▶ _WHAT THE TASK ASKS_:
How many lines of the records below contain the string "Return", with case counting? Give only the number.

Outline items for labeled areas:
########################################

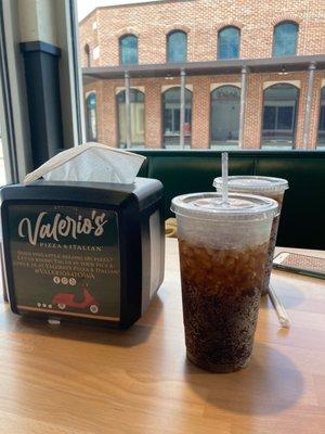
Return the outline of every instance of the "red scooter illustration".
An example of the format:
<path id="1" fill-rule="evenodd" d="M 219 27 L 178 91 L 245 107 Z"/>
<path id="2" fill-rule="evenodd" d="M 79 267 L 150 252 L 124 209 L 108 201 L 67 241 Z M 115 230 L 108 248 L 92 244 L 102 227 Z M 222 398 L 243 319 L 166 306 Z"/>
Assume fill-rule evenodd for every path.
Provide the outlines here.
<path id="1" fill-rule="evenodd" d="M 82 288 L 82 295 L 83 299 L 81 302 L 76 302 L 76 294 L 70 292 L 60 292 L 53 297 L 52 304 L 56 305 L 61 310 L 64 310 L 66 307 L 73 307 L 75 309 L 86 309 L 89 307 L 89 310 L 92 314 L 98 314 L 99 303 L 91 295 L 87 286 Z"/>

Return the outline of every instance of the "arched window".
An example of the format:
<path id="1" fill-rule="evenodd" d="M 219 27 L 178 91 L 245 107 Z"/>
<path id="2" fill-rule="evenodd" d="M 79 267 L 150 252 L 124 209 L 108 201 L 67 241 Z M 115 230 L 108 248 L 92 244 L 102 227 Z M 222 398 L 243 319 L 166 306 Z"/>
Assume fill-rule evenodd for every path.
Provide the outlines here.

########################################

▶ _TASK ANSWER_:
2